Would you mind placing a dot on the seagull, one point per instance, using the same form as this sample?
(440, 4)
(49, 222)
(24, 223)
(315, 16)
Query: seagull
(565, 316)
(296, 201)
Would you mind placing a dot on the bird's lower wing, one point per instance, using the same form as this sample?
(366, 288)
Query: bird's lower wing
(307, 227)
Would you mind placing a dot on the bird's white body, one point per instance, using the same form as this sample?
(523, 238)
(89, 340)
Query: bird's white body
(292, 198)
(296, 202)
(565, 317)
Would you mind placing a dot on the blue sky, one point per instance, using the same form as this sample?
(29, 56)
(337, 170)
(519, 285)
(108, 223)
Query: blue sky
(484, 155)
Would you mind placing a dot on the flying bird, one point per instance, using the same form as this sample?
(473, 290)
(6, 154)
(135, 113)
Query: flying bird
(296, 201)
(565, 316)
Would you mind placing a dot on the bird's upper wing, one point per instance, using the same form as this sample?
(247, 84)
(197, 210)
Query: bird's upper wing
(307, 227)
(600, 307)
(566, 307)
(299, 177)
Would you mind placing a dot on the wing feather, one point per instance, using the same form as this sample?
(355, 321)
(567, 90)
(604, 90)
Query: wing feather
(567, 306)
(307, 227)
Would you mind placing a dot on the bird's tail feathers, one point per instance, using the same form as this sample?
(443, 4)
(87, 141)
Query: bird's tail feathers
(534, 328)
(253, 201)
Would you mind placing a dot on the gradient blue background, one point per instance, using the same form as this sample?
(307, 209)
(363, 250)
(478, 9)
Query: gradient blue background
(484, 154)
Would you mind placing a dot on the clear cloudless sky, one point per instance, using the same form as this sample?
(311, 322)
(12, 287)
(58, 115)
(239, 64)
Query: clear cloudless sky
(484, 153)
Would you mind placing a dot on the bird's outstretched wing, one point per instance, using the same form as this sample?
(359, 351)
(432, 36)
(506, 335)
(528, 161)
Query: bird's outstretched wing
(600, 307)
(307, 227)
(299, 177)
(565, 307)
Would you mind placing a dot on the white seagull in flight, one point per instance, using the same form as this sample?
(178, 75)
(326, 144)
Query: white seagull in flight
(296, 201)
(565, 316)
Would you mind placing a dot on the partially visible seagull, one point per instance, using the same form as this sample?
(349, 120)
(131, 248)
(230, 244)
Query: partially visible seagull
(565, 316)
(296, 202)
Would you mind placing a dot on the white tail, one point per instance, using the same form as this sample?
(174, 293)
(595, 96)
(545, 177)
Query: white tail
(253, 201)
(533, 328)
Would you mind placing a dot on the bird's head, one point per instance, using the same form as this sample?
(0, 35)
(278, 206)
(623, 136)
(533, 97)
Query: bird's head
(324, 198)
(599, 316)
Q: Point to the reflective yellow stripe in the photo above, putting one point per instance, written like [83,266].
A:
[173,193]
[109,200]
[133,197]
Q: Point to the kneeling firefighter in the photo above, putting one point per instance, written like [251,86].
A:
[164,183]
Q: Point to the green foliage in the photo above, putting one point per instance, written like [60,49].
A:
================================
● **EXERCISE AIM**: Above are the records; from them, give again exactly the lines from the one containing "Query: bird's tail feathers" through the one containing "Would you mind placing a dot on the clear", both included.

● **RESPONSE TO THIS TASK**:
Query: bird's tail feathers
(534, 328)
(253, 201)
Would you mind placing a dot on the gradient blue background, one point per instance, using the same form as this sample?
(307, 209)
(363, 250)
(478, 9)
Query: gradient blue background
(484, 154)
Would you mind placing a dot on the clear cloudless sky, one point per instance, using the same form as this sample?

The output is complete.